### RECORDS PROVIDED

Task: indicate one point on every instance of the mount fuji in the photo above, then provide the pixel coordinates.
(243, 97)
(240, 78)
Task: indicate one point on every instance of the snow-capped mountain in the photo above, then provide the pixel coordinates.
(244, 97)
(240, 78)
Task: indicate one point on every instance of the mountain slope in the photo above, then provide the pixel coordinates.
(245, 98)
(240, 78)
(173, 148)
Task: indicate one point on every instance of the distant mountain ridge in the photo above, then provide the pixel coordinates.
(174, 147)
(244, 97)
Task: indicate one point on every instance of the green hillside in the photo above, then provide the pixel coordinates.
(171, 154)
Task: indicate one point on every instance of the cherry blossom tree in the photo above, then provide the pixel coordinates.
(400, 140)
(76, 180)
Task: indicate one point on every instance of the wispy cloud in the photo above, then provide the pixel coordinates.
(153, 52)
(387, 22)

### SET TASK
Rewrite the material above, swapping "indicate" for "mark" everywhere and leaving all else unchanged.

### THE OUTPUT
Task: mark one point on every instance of the mount fuji in the photo above, then provide the pixel coordinates.
(243, 97)
(240, 78)
Task: mark one point on every instance of the snow-capped mountain in the photo above, then provide the pixel coordinates.
(244, 97)
(240, 78)
Task: mark one point on every instance of the mountain slope in the photo above, then provide the pixel coordinates.
(245, 98)
(240, 78)
(173, 148)
Task: mark one point on every instance of the distant mountain ridge in the photo above, then provide the pixel coordinates.
(174, 147)
(244, 97)
Task: mark one point on every instance of the green hillside in the photo above, then provide the pixel coordinates.
(171, 154)
Task: mark one point on every instance of the cherry blossom tree in the photo above, then provide the pixel coordinates.
(400, 140)
(76, 180)
Task: mark one point on every instance of the wispy cloud in the photo above, then provide the pixel coordinates.
(153, 52)
(387, 22)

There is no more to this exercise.